[DOKUMENT]
Was wird durch SMAZH anders?
Durch die Einführung von SMAZH können inhaftierte Personen einen Laptop nutzen. Dieser steht ihnen dann in ihrem Haftraum zur Verfügung und ermöglicht den Zugang zu digitalen Angeboten. Dazu gehören das interne Antragswesen, die Nutzung eines Kalenders, der Zugang zu den eigenen Finanzen, Onlinebibliotheken und Bildungsangebote oder – im Rahmen der jeweiligen rechtlichen Vorgaben – auch die Kommunikation mit Angehörigen und das Konsumieren von Musik sowie für gewisse Haftarten auch das eingeschränkte Surfen im Internet.
SMAZH digitalisiert die Prozesse zwischen inhaftierten Personen und Mitarbeitenden, wodurch Abläufe effizienter und transparenter werden. Das entlastet das Personal von administrativen Aufgaben und schafft mehr Zeit für Betreuung und Beziehungsarbeit. Gleichzeitig werden Sprachbarrieren reduziert und die Zusammenarbeit innerhalb der Institutionen gestärkt. Mit der Einführung digitaler Workflows rückt zudem das Ziel einer papierlosen Verwaltung ein Stück näher.
Das Angebot von SMAZH wird auf jede Institution und insbesondere auch auf die Haftform individuell angepasst. So bleiben Grundsätze wie der Opferschutz oder die Vermeidung von Kollusion in der Untersuchungshaft jederzeit gewährleistet.

[VORLIEGENDES MATERIAL]
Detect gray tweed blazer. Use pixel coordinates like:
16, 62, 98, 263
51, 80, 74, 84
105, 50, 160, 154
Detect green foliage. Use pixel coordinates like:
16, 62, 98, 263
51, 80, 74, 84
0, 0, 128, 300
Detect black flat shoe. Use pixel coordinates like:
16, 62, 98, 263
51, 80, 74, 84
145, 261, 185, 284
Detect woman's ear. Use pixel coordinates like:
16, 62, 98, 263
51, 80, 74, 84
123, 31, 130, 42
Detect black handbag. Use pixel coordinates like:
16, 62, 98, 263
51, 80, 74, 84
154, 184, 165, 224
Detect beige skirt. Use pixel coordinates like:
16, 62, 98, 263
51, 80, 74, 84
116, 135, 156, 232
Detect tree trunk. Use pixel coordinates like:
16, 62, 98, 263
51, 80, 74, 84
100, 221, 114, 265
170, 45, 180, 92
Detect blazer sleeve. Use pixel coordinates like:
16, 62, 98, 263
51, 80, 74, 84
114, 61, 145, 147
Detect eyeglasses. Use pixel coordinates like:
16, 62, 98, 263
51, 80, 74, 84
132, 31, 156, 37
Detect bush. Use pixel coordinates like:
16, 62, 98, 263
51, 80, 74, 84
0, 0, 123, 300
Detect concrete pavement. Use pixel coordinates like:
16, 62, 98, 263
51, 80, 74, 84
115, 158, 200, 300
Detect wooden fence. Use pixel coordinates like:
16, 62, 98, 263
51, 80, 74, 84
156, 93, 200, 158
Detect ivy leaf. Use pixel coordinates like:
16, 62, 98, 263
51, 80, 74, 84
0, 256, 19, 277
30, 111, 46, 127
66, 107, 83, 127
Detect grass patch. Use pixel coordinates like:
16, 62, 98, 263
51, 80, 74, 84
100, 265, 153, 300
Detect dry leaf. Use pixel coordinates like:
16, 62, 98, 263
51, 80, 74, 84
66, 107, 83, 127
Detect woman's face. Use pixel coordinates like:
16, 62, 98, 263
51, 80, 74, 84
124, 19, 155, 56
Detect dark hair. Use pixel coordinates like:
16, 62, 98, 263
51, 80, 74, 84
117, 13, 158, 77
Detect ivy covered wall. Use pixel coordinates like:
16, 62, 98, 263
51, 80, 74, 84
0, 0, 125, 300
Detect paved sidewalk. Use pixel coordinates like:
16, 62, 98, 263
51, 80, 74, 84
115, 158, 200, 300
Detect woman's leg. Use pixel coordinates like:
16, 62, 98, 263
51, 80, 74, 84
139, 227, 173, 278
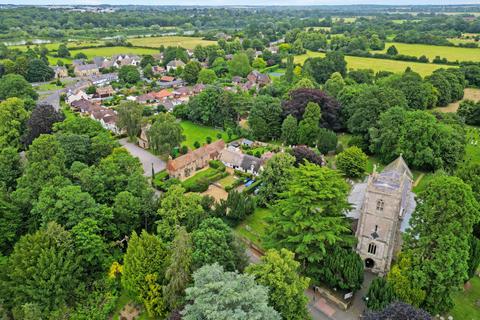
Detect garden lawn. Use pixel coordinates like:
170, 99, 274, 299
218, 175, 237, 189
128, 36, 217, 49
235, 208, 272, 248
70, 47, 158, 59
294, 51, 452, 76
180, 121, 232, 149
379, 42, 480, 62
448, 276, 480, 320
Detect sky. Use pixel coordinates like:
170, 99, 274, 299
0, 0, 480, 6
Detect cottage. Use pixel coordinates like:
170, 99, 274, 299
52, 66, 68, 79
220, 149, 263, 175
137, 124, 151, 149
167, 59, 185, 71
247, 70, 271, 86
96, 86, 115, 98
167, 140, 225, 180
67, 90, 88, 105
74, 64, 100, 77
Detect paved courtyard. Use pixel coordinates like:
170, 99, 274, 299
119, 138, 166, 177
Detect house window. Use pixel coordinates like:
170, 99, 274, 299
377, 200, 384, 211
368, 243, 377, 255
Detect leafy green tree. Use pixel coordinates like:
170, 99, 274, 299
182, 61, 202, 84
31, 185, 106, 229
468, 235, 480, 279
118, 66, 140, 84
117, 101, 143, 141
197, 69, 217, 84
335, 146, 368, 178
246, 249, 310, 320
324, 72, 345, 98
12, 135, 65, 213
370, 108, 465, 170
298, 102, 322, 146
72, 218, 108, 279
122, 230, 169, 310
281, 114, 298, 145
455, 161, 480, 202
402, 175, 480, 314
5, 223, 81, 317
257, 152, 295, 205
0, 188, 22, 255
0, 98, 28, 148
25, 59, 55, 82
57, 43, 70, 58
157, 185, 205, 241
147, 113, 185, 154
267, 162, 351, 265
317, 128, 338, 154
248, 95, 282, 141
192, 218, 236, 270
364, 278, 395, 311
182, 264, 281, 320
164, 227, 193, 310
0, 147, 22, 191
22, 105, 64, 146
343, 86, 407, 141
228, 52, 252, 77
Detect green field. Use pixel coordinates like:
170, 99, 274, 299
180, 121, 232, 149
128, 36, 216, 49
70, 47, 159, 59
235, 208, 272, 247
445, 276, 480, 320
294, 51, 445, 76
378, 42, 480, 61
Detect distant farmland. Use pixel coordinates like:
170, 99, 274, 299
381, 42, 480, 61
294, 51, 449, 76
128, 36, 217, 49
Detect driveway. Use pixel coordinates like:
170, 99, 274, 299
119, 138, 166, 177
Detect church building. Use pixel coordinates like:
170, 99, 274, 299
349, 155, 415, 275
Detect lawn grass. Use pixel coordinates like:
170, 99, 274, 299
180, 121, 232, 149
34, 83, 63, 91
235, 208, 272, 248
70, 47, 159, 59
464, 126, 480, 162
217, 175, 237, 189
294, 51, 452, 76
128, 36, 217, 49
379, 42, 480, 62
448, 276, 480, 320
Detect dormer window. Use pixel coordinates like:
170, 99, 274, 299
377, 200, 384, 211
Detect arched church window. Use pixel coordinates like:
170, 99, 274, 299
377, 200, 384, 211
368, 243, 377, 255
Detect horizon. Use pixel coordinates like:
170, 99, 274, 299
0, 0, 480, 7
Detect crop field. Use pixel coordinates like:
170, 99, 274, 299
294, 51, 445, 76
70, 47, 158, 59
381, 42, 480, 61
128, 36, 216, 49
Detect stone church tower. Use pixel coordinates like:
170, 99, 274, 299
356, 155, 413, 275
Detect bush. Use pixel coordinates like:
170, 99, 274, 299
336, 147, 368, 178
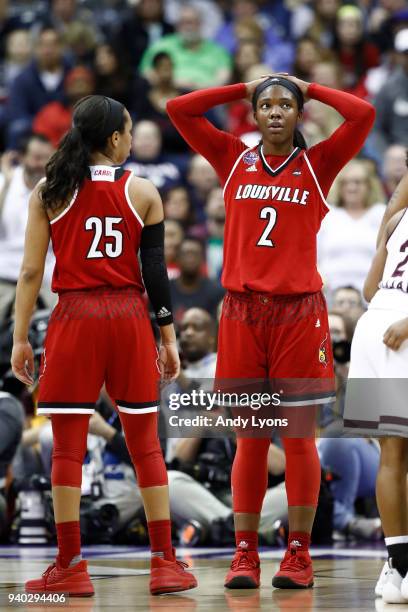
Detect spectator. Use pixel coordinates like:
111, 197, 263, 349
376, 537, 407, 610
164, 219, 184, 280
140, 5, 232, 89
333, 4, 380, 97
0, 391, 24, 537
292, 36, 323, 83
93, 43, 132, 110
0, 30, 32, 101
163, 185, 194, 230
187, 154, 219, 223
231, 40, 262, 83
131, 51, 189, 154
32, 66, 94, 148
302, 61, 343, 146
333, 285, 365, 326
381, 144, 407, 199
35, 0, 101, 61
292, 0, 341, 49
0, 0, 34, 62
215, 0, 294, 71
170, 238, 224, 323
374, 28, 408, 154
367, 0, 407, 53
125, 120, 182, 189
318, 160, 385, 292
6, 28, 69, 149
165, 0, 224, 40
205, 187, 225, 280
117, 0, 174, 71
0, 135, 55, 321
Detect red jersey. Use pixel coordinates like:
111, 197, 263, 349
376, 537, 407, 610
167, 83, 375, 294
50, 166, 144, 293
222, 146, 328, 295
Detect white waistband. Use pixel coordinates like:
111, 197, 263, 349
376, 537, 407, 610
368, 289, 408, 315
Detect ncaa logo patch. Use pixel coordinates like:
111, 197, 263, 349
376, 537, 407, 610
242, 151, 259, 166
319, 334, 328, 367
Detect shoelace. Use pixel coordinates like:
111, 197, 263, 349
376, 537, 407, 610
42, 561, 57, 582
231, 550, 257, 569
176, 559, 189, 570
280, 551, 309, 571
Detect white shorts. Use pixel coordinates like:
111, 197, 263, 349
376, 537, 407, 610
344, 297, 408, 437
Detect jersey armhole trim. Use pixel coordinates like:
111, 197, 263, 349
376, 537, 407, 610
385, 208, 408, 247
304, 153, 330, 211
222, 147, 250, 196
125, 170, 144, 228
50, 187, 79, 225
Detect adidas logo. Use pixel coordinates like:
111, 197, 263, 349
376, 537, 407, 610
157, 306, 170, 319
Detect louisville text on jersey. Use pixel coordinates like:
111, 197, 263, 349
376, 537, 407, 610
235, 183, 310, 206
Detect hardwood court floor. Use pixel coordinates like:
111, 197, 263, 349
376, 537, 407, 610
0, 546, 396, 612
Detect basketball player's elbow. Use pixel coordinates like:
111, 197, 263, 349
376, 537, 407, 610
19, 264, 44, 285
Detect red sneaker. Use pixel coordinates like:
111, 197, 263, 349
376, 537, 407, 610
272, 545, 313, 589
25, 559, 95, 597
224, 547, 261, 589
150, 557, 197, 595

--

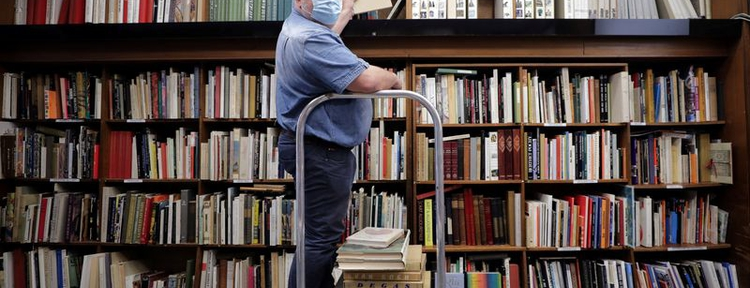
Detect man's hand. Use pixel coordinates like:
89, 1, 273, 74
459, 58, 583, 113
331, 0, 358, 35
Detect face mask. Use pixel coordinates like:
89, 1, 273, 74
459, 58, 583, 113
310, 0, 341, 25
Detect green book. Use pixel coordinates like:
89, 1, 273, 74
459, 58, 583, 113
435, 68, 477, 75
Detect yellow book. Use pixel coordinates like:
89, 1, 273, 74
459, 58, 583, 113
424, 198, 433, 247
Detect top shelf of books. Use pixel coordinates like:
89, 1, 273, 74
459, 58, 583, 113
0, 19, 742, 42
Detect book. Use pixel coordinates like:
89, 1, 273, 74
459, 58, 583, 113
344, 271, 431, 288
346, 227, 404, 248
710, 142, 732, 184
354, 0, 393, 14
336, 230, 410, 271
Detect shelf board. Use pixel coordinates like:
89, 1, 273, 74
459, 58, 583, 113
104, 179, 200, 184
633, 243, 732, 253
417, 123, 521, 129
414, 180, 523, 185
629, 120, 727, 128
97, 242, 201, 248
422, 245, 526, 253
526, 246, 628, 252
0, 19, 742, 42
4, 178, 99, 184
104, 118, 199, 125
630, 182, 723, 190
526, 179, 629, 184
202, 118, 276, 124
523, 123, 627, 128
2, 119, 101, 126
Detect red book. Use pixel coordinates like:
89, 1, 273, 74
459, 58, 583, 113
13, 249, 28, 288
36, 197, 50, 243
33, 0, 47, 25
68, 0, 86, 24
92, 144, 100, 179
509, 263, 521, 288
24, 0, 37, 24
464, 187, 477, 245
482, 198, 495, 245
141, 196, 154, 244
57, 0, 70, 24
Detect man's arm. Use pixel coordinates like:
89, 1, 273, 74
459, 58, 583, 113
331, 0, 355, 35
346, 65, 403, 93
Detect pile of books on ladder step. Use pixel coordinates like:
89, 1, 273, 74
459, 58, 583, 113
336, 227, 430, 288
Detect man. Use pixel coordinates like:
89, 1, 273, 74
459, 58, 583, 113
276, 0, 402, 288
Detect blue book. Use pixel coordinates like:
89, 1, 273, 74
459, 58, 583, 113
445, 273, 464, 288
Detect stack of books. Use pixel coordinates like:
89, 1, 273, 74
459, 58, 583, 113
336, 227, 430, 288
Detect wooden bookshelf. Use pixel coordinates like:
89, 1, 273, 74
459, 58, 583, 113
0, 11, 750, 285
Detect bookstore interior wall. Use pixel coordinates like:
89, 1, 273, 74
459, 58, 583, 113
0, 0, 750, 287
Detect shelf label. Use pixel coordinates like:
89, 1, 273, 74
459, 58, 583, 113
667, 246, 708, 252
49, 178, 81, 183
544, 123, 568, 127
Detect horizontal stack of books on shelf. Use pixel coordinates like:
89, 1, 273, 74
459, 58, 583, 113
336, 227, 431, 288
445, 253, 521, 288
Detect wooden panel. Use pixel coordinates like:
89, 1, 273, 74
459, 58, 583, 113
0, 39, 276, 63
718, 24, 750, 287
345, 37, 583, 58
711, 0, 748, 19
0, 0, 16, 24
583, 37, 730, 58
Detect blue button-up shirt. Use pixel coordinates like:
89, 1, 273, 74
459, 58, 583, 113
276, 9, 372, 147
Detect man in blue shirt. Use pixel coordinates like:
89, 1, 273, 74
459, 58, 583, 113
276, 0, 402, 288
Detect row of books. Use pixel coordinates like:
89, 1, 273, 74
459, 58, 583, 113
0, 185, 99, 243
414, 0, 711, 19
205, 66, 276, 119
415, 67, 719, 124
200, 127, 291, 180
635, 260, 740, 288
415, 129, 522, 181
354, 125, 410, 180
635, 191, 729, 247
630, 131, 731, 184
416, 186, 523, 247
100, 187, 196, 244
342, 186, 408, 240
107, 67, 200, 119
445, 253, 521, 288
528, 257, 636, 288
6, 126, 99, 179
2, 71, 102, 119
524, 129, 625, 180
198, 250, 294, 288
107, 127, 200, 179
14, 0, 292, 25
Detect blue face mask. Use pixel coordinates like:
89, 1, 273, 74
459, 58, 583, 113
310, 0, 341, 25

[ZIEL]
Schreibe bitte aus dem Dokument über SMAZH die Passage von „SMAZH digitalisiert die“ bis einschließlich „Untersuchungshaft jederzeit gewährleistet.“ wortgetreu ab.

[ANTWORT]
SMAZH digitalisiert die Prozesse zwischen inhaftierten Personen und Mitarbeitenden, wodurch Abläufe effizienter und transparenter werden. Das entlastet das Personal von administrativen Aufgaben und schafft mehr Zeit für Betreuung und Beziehungsarbeit. Gleichzeitig werden Sprachbarrieren reduziert und die Zusammenarbeit innerhalb der Institutionen gestärkt. Mit der Einführung digitaler Workflows rückt zudem das Ziel einer papierlosen Verwaltung ein Stück näher.
Das Angebot von SMAZH wird auf jede Institution und insbesondere auch auf die Haftform individuell angepasst. So bleiben Grundsätze wie der Opferschutz oder die Vermeidung von Kollusion in der Untersuchungshaft jederzeit gewährleistet.